### GOAL
Below is a block of records; repeat all of them exactly.

· · ·

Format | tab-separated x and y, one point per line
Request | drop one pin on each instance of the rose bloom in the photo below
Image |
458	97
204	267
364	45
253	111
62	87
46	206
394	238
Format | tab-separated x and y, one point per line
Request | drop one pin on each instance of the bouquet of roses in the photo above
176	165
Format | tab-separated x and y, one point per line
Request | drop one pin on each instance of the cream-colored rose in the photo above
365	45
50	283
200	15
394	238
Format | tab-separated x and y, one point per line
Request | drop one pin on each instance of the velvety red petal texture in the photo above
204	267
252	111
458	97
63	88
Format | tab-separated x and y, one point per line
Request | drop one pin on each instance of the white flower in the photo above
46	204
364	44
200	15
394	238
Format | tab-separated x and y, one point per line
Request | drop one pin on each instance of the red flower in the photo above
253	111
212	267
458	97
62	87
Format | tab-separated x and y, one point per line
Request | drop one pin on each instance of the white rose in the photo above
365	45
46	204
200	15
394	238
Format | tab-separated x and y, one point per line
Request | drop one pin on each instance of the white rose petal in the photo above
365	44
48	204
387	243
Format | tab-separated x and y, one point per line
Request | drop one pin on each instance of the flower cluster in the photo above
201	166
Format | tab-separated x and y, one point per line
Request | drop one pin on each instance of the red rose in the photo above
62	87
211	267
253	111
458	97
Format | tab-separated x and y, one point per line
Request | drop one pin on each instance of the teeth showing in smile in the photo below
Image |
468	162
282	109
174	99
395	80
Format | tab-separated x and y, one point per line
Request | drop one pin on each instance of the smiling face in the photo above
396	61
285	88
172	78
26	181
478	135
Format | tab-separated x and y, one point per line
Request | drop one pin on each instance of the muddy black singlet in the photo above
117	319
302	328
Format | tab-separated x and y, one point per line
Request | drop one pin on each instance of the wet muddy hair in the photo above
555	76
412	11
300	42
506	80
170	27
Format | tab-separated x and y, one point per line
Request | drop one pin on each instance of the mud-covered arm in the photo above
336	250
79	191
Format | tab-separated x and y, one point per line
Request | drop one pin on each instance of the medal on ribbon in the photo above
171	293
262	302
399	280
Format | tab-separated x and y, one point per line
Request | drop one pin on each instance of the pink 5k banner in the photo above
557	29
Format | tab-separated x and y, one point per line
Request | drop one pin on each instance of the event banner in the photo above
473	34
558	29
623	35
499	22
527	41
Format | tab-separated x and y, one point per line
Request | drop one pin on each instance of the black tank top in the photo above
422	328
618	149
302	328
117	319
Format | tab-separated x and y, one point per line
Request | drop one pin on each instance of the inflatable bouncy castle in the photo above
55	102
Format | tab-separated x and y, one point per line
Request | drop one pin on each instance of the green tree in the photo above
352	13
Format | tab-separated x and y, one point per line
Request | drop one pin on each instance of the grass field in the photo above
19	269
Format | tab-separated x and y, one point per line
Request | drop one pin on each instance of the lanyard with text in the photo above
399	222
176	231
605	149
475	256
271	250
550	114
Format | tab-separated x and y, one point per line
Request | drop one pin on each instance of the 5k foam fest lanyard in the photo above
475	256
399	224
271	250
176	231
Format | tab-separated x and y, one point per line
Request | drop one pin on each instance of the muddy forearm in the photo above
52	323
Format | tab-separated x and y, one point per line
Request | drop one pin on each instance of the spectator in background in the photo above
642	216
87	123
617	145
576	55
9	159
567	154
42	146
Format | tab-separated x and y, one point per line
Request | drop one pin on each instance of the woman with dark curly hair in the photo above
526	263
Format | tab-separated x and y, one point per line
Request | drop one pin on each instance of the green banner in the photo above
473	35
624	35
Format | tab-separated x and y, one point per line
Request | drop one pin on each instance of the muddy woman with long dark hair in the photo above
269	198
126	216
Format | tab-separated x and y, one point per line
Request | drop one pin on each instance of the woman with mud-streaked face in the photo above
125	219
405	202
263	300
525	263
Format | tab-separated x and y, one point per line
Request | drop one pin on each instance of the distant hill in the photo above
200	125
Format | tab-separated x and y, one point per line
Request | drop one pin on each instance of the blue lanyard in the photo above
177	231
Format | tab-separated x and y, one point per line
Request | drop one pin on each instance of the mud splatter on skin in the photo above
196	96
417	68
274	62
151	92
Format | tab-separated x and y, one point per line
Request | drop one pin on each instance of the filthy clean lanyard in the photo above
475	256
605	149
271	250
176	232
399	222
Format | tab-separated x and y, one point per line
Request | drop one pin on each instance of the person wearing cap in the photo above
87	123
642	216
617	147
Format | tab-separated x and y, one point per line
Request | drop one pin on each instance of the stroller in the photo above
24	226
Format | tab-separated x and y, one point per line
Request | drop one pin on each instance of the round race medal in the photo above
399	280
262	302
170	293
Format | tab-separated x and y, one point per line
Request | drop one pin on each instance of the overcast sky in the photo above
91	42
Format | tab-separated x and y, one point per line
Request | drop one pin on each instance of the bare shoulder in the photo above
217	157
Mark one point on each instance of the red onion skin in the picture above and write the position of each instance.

· · ·

### EXERCISE SOLUTION
Format | tab-separated x and y, one point per line
Request | drop one pin on each instance of the rose bloom in the photo below
Image |
458	97
204	267
364	45
253	111
62	87
46	206
394	238
Format | tab-separated x and y, one point per line
Request | drop one pin on each instance of the bouquet of roses in the photo above
176	165
Format | tab-separated x and y, one point per line
Request | drop one pin on each instance of the cream-colored rose in the photo above
365	45
50	283
200	15
394	238
Format | tab-separated x and y, one point per line
Request | drop one pin on each instance of the velvety red petal texture in the photo above
204	267
252	111
458	97
63	88
Format | tab-separated x and y, one point per line
Request | drop one pin on each instance of the white flower in the photo above
46	204
364	44
200	15
394	238
Format | tab-separated x and y, one point per line
Request | drop one pin on each instance of the red flower in the photo above
253	111
212	267
458	97
62	87
Format | tab-separated x and y, one point per line
Request | drop one pin on each instance of the white rose in the photo above
365	45
46	204
200	15
394	238
Format | tab-separated x and y, one point per line
Request | drop one pin on each instance of the white rose petal in the photo above
365	44
48	204
387	243
Format | tab-separated x and y, one point per line
Request | drop one pin on each instance of the flower cluster in the photo above
201	166
Format | tab-separated x and y, one point per line
Request | drop one pin on each instance of the red rose in the photo above
62	87
211	267
253	111
458	97
Format | tab-separated x and y, one point per line
Request | drop one pin on each instance of the teeth showing in smile in the photo below
Image |
468	162
282	109
174	99
395	80
Format | tab-separated x and y, one point per line
Request | drop one pin on each instance of the smiling face in the photo above
396	61
285	88
172	78
26	181
478	135
Format | tab-separated x and y, one point per line
Request | drop one pin on each instance of the muddy black singlet in the photo above
117	319
302	328
Format | tab-separated x and y, one point per line
Request | drop one pin on each instance of the wet muddy hair in the photo above
555	76
412	11
300	42
506	80
170	27
Format | tab-separated x and y, one point per line
Request | drop one pin on each instance of the mud-covered arm in the photo above
336	250
79	191
Format | tab-separated x and y, one point per line
Request | drop one pin on each instance of the medal on ribbon in the photo above
171	293
262	302
399	280
Format | tab-separated x and y, one point per line
Request | drop one pin on each instance of the pink 5k banner in the photo above
557	29
Format | tab-separated x and y, one point per line
Request | drop one pin on each instance of the event banner in the photo above
473	34
558	29
623	35
499	22
527	41
Format | tab-separated x and y, one point per line
Request | drop one pin on each instance of the black tank top in the photo above
422	328
618	149
302	328
117	319
Format | tab-separated x and y, one point per line
Request | drop one pin on each instance of the inflatable bouncy castle in the photo above
55	102
Format | tab-separated x and y, one point per line
Request | drop one pin on each instance of the green tree in the photo above
352	13
Format | tab-separated x and y, one point per line
Request | drop one pin on each instance of the grass field in the photo above
19	269
Format | tab-separated x and y, one point per line
Request | drop one pin on each instance of the lanyard with text in the photo above
399	222
176	231
605	149
475	256
271	250
550	114
Format | tab-separated x and y, one point per line
Request | drop one pin on each instance of the 5k foam fest lanyard in the photo above
475	256
399	224
271	250
176	231
Format | tab-separated x and y, one point per line
Request | drop one pin on each instance of the muddy forearm in the photo above
52	323
Format | tab-separated x and y, one point per line
Request | drop one pin on each instance of the spectator in background in the photo above
642	216
87	123
617	145
576	55
9	159
567	154
42	146
Format | tab-separated x and y, one point per line
Request | drop one pin on each instance of the woman with dark curly hair in the photo above
526	263
Format | tab-separated x and y, one point per line
Request | drop one pin on each instance of the green banner in the photo above
473	35
624	35
Format | tab-separated x and y, one point per line
Request | drop one pin on each instance of the muddy woman with long dark hair in the photo above
269	198
126	216
Format | tab-separated x and y, one point per line
Request | drop one pin on each instance of the woman with mud-streaked face in the photo above
125	219
405	202
263	300
525	263
Format | tab-separated x and y, one point per line
Request | drop one pin on each instance of the distant hill in the photo above
200	125
Format | tab-separated x and y, one point per line
Request | drop one pin on each instance of the blue lanyard in the photo above
177	231
Format | tab-separated x and y, one point per line
Request | drop one pin on each instance of the mud splatter on skin in the photo above
196	96
417	68
274	62
151	92
Format | tab-separated x and y, one point per line
Request | drop one pin on each instance of the filthy clean lanyard in the photo above
475	256
605	149
271	250
176	232
399	222
Format | tab-separated x and y, one point per line
Request | drop one pin on each instance of the person wearing cap in the photo above
87	123
642	216
617	147
Format | tab-separated x and y, one point per line
Request | drop one pin on each instance of the stroller in the photo above
24	226
Format | tab-separated x and y, one point per line
Request | drop one pin on each instance of the round race medal in the photo above
399	280
262	302
170	293
Format | tab-separated x and y, one point per line
Request | drop one pin on each instance of the overcast sky in the photo above
91	42
Format | tab-separated x and y, one point per line
Request | drop one pin on each instance of the bare shoulder in the photo above
217	157
Mark one point on each instance of the red onion skin in the picture above and write the position of each instance.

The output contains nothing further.